Prompt →
Copy the lines below verbatim, beginning with the line that includes "the black and" and continuing to the end; leave out everything before it.

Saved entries
^^^^^^^^
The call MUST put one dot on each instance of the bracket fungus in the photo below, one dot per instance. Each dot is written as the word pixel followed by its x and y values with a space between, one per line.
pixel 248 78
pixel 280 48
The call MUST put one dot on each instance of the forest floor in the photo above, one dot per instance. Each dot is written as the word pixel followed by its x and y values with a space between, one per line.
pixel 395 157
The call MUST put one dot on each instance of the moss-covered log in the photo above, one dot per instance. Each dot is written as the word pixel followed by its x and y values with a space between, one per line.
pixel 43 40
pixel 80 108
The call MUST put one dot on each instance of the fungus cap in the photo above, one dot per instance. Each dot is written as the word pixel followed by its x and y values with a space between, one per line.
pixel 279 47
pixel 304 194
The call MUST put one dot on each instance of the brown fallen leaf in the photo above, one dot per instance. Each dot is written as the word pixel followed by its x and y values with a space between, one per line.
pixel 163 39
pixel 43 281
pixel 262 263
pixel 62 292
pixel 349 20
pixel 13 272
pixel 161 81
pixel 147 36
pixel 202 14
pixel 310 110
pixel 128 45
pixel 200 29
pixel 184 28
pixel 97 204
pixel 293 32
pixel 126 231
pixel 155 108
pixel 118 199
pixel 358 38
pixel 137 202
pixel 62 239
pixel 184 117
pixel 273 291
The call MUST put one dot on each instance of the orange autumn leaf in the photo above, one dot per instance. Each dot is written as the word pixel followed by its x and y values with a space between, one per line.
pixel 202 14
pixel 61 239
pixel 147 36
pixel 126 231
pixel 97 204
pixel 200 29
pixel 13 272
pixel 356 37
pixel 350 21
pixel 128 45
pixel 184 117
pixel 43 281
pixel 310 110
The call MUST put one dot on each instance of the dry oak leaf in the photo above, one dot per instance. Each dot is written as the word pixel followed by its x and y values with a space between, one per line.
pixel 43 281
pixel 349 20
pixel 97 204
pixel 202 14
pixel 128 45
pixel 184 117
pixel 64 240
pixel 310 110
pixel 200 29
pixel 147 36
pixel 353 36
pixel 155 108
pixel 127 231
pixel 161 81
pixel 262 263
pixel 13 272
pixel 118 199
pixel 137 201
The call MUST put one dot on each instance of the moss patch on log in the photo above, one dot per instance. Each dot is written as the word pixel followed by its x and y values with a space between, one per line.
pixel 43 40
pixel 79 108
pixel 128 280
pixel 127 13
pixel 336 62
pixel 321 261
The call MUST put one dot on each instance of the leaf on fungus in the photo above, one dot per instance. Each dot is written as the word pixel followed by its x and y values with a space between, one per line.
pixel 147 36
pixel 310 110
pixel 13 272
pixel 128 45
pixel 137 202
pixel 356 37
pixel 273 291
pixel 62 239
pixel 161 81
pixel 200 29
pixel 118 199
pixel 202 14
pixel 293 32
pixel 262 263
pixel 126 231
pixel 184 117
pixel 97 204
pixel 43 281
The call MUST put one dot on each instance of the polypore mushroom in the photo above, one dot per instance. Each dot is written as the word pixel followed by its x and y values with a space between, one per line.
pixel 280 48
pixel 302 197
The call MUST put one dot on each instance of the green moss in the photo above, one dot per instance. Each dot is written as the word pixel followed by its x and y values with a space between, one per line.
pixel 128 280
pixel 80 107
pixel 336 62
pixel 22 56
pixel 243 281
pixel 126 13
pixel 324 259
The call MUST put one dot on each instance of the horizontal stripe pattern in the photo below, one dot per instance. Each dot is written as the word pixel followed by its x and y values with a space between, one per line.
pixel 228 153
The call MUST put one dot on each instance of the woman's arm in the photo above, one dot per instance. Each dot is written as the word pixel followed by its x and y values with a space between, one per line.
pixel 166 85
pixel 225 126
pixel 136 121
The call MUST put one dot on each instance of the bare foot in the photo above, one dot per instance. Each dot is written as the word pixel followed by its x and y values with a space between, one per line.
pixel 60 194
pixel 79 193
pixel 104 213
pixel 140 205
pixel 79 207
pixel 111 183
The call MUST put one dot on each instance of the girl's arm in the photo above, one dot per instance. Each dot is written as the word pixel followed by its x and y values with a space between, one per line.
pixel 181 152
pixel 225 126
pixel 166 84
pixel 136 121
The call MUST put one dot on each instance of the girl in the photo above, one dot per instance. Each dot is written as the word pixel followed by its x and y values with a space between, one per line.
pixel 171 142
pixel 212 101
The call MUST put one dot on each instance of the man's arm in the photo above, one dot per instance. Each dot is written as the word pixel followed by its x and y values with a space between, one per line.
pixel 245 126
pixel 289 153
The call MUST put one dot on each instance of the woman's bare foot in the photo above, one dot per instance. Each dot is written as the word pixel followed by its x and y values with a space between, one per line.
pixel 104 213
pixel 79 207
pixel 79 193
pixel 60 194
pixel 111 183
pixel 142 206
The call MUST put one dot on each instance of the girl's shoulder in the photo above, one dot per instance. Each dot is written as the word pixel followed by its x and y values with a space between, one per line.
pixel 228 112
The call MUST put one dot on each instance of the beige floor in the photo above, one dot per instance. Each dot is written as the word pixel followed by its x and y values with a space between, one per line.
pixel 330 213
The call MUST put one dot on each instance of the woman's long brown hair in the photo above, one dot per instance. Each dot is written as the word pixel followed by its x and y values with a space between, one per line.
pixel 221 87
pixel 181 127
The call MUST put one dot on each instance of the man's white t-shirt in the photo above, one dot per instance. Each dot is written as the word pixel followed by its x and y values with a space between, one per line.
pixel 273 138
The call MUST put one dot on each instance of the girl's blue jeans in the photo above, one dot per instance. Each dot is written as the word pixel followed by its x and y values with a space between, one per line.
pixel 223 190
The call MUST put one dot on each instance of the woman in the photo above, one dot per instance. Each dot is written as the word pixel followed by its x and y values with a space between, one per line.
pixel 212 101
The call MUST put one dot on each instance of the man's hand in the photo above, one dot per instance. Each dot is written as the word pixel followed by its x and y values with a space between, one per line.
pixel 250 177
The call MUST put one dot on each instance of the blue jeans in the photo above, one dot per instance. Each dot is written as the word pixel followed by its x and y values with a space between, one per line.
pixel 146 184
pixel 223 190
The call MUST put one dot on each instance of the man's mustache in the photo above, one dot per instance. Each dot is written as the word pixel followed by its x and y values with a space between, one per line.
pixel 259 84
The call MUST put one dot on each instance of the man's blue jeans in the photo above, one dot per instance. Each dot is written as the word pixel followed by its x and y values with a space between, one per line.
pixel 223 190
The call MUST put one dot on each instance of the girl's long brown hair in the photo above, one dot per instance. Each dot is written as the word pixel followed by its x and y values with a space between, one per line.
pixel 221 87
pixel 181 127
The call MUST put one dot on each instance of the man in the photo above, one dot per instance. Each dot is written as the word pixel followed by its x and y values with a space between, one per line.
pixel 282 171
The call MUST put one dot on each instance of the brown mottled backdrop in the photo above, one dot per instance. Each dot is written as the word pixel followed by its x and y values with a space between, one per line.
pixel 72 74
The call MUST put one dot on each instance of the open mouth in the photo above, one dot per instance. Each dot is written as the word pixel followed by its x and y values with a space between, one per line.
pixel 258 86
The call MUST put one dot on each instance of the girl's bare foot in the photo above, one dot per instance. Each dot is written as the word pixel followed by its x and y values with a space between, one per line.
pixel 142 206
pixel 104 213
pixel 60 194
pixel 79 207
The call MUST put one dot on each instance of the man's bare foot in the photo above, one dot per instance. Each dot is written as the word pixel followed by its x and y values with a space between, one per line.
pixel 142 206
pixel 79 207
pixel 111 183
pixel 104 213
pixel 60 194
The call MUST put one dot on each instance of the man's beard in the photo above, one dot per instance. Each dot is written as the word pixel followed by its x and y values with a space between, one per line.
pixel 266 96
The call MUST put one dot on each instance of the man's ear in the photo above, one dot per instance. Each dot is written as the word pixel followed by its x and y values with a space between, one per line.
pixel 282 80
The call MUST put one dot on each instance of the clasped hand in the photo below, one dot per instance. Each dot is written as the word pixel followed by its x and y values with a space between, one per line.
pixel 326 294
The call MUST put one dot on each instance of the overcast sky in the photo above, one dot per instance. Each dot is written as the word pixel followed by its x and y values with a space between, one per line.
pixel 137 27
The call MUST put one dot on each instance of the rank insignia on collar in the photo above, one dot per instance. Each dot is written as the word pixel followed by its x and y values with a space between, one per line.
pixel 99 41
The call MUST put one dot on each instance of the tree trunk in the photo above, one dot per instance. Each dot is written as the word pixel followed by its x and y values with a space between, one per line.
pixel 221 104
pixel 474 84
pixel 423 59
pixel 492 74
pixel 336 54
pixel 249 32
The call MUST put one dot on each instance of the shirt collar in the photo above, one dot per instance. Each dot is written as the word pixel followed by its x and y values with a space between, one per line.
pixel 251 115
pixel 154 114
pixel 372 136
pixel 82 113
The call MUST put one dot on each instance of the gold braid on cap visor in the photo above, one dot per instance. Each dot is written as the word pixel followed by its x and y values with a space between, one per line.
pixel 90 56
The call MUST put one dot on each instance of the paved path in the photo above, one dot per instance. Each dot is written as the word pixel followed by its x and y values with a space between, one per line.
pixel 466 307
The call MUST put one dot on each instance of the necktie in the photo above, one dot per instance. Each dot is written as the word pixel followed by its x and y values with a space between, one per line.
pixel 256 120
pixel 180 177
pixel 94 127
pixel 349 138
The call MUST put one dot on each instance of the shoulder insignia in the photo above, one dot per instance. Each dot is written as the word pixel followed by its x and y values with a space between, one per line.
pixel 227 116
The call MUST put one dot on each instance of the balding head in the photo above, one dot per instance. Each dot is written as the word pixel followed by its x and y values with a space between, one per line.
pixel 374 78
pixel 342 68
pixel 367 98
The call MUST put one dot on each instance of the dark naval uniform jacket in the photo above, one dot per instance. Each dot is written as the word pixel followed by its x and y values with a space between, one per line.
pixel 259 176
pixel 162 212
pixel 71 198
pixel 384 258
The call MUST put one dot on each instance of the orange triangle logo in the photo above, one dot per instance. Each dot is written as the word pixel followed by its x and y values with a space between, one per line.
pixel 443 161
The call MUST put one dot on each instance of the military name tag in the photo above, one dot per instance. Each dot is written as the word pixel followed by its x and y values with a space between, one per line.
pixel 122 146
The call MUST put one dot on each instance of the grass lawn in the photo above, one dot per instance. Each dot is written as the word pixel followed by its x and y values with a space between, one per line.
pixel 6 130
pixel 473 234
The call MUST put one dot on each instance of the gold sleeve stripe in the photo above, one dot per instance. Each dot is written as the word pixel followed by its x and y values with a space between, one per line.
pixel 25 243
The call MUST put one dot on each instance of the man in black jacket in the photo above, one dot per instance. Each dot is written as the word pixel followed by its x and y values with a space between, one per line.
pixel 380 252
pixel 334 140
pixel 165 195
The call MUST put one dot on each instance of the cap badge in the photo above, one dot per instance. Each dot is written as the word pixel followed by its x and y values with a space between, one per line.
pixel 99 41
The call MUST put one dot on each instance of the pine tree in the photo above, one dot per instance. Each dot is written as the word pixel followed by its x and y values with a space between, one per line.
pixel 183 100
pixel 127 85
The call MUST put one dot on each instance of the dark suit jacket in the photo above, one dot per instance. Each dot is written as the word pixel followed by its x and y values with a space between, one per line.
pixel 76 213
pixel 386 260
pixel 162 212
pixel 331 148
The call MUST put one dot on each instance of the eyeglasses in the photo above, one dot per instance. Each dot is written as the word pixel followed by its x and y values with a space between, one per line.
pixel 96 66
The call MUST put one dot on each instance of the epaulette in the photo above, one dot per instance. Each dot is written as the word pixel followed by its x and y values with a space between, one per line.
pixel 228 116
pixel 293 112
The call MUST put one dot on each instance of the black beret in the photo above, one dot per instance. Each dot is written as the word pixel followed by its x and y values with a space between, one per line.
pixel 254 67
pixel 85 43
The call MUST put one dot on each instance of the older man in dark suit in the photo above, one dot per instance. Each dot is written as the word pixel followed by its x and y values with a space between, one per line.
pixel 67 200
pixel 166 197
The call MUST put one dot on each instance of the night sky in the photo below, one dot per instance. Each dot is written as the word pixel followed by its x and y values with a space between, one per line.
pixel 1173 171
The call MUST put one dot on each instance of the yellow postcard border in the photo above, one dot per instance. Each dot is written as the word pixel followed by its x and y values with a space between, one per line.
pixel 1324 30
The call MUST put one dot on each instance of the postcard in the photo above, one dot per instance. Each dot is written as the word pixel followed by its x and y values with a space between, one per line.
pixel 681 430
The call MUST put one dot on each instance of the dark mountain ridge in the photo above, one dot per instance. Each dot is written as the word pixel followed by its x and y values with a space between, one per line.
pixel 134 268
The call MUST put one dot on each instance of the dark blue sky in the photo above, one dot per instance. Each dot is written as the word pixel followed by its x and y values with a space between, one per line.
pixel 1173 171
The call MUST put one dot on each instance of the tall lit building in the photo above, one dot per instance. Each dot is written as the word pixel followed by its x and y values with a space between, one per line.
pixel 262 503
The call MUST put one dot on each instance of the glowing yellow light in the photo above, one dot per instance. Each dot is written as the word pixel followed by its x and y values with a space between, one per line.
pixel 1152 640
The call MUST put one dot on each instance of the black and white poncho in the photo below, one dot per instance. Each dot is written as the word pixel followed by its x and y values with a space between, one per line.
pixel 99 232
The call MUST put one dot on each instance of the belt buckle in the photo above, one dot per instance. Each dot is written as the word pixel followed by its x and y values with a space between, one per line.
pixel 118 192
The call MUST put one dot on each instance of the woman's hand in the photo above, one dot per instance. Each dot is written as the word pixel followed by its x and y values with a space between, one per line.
^^^^^^^^
Exercise result →
The call MUST put one dot on each instance of the black and white poncho in the photo below, one dot per instance. Each dot is written as the word pixel followed by its x and y values with a space between, one per line.
pixel 99 232
The call MUST put one dot on each instance of the belt buckle in the photo above, one dot per instance. Each dot is written as the word pixel followed by its x and y values with a space between, one per line.
pixel 118 192
The call MUST put one dot on each instance of the woman's hand in the photo above, one dot per instance. Each dot is written as the word pixel followed by its x and y values with a space between, one per line.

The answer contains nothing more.